**What is asked**
Put every item below into a numbered list and leave out all blank lines.

**Data for this task**
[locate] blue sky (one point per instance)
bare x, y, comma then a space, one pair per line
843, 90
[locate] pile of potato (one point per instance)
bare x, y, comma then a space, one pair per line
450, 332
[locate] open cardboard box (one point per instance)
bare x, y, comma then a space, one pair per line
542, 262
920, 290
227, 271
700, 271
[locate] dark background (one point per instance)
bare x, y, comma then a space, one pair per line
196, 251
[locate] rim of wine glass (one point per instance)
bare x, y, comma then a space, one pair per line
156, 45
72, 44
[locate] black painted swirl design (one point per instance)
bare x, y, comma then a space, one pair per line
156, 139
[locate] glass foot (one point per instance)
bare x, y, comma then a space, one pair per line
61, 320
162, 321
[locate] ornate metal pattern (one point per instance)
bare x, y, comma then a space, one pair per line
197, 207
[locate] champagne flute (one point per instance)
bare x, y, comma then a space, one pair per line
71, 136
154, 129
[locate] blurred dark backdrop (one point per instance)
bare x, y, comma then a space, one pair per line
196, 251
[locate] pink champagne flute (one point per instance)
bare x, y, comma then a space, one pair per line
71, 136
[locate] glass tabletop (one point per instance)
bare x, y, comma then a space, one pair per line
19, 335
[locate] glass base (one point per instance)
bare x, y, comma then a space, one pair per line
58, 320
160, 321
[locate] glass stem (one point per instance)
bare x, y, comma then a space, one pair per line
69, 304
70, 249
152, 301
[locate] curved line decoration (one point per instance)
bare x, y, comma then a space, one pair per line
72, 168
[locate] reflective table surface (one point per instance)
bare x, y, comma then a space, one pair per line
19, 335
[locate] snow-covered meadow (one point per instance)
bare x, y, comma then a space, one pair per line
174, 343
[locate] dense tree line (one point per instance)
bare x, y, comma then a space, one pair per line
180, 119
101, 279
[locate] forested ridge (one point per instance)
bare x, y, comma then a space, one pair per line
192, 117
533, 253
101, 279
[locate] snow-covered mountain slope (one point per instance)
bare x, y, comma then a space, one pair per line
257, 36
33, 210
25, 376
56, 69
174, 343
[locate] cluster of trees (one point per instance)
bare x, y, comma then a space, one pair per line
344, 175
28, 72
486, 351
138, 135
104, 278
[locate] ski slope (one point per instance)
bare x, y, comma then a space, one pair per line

**Task output**
1. [locate] blue sky (one point per instance)
2. bare x, y, comma then a space, one pair per line
3. 843, 90
4. [locate] pile of potato (one point per instance)
5. bare x, y, comma then a space, one pair per line
6. 450, 332
7. [locate] open cardboard box (one point per instance)
8. bare x, y, comma then a space, one pair per line
9. 542, 262
10. 920, 290
11. 227, 271
12. 700, 271
13. [locate] dark background (one point per instance)
14. bare x, y, comma then a space, one pair per line
15. 196, 251
16. [locate] rim of wine glass (one point per instance)
17. bare x, y, comma then a space, one pair per line
18. 156, 45
19. 72, 44
20. [locate] black painted swirl design (one point per instance)
21. bare x, y, comma then a space, one pair per line
22. 156, 139
23. [locate] glass foot (one point per instance)
24. bare x, y, comma then a space, one pair per line
25. 61, 320
26. 162, 321
27. [locate] ornate metal pattern (one point per instance)
28. bare x, y, comma then a space, one pair per line
29. 197, 207
30. [locate] champagne flute (one point per instance)
31. bare x, y, comma then a space, one pair per line
32. 71, 136
33. 154, 129
34. [locate] blurred dark backdrop (one point per instance)
35. bare x, y, comma then a space, one pair per line
36. 196, 251
37. [locate] pink champagne flute (one point per instance)
38. bare x, y, comma then a space, one pair per line
39. 71, 136
40. [locate] glass tabletop (one point per instance)
41. bare x, y, comma then a space, one pair per line
42. 19, 335
43. [locate] glass base (one point per instance)
44. bare x, y, comma then a space, one pair per line
45. 58, 320
46. 160, 321
47. [locate] glass stem (one point per instance)
48. bare x, y, comma then a space, one pair per line
49. 69, 304
50. 70, 249
51. 152, 301
52. [locate] curved line decoration (one point per instance)
53. bare x, y, comma then a space, one pair per line
54. 72, 168
55. [locate] reflective table surface (one point per instance)
56. bare x, y, comma then a space, one pair per line
57. 19, 335
58. [locate] snow-covered meadow (one point per instance)
59. bare x, y, comma then a space, one pair per line
60. 174, 343
61. [locate] dense tree line (one point per instance)
62. bare x, y, comma then a space, one pair per line
63. 180, 119
64. 101, 279
65. [locate] forested ridge (one point per instance)
66. bare x, y, comma then a space, one pair per line
67. 192, 117
68. 533, 253
69. 101, 279
70. [locate] snow-covered mountain slope (one point per instance)
71. bare x, y, comma then a space, one pair per line
72. 257, 36
73. 33, 210
74. 25, 376
75. 56, 69
76. 174, 343
77. [locate] cluster of trees (one point per instance)
78. bare x, y, comma then a space, one pair per line
79. 344, 175
80. 28, 72
81. 486, 351
82. 138, 135
83. 104, 278
84. [locate] ski slope (one point per instance)
85. bare x, y, comma then a space, one pair per line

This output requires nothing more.